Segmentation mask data
[Start of Attachment]

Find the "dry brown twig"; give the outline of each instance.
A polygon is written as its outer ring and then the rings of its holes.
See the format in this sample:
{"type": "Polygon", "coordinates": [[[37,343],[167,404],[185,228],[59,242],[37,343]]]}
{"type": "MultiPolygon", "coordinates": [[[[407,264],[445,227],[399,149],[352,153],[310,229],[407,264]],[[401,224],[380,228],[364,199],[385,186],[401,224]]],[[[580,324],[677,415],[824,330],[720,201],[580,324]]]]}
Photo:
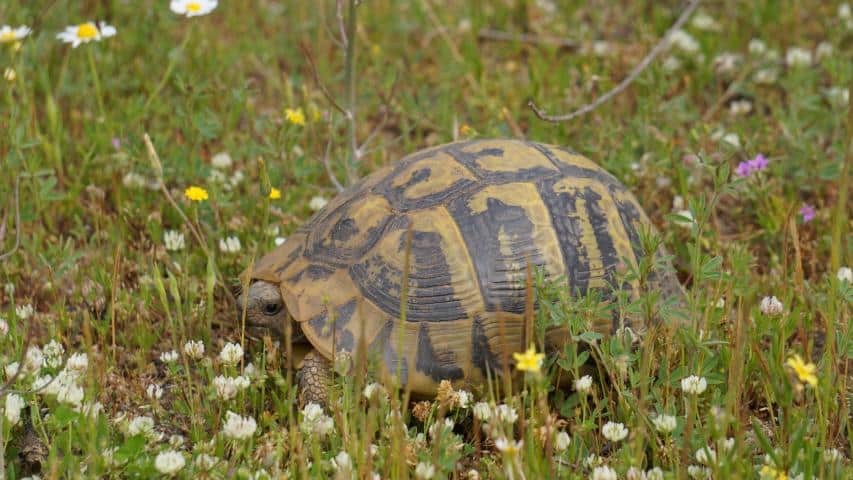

[End of Attachment]

* **YOUR GOAL**
Only lines that hold the string "type" belong in the answer, so copy every one of them from the records.

* **EXERCISE RESPONSE**
{"type": "Polygon", "coordinates": [[[37,343],[167,404],[185,228],[59,242],[37,343]]]}
{"type": "MultiPolygon", "coordinates": [[[[407,264],[445,227],[399,149],[352,153],[310,229],[407,264]],[[401,224],[380,228],[364,199],[385,186],[401,224]]],[[[580,324],[677,415],[824,330],[720,201],[580,324]]]]}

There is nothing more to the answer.